- [TEXTO DE REFERÊNCIA]
++++++++

Ele tem 72 anos, sendo quarenta e seis envolvidos profissionalmente com o futebol. Começou como repórter de campo, onde, inclusive, ganhou o apelido de "Apolinho" porque usava um microfone sem fio similar ao utilizado pelos astronautas da missão Apolo, em 1969. Depois passou a ser comentarista e se consolidou como o principal analista de futebol da rádio carioca, sendo respeitado principalmente por sua imparcialidade nos comentários, mesmo sendo rubro-negro confesso e já tendo duas passagens pelo clube (1995, como treinador, e em 1998, como diretor de futebol). Trabalhou também em várias emissoras de TV aberta e comentou partidas da Copa de 1998 pela extinta TV Manchete.

++++++++

- [DADOS FORNECIDOS]
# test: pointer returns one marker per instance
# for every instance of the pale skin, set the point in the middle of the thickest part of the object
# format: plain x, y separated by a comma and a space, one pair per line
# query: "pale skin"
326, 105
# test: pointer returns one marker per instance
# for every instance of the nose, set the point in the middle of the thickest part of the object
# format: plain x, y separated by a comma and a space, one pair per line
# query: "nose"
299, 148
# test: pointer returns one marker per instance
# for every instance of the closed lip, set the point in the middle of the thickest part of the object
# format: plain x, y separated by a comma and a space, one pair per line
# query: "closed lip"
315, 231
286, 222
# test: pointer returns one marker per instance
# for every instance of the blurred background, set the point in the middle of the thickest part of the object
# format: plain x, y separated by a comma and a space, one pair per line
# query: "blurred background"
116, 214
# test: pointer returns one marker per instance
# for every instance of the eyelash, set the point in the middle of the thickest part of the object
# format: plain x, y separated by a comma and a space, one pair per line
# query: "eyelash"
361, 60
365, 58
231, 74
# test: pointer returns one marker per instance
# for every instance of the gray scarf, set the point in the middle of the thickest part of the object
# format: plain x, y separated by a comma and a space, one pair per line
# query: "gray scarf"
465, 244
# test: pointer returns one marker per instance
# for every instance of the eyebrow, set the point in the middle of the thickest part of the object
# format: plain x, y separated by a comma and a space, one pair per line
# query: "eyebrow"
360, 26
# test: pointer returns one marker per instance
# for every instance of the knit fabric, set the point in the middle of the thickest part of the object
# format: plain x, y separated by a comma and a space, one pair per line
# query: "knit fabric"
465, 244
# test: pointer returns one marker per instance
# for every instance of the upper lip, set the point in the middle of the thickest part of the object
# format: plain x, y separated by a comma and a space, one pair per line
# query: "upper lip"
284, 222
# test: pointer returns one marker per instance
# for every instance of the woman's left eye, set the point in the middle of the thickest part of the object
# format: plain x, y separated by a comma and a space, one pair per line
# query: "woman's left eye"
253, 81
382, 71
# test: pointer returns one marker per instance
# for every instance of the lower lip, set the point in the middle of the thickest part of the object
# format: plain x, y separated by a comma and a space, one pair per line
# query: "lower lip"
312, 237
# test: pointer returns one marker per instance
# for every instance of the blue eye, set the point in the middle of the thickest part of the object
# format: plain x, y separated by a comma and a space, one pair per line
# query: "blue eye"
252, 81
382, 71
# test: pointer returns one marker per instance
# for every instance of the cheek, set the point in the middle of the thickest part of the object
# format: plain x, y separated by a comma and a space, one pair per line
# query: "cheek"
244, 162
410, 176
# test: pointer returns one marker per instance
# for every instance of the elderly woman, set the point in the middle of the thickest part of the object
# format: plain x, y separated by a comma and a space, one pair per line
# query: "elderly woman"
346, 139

++++++++

- [INSTRUÇÕES DA TAREFA] Liste todos os anos citados no texto sobre o Apolinho, sem repetir nenhum. Os dados não são usados aqui.

- [SOLUÇÃO] 1969, 1995 e 1998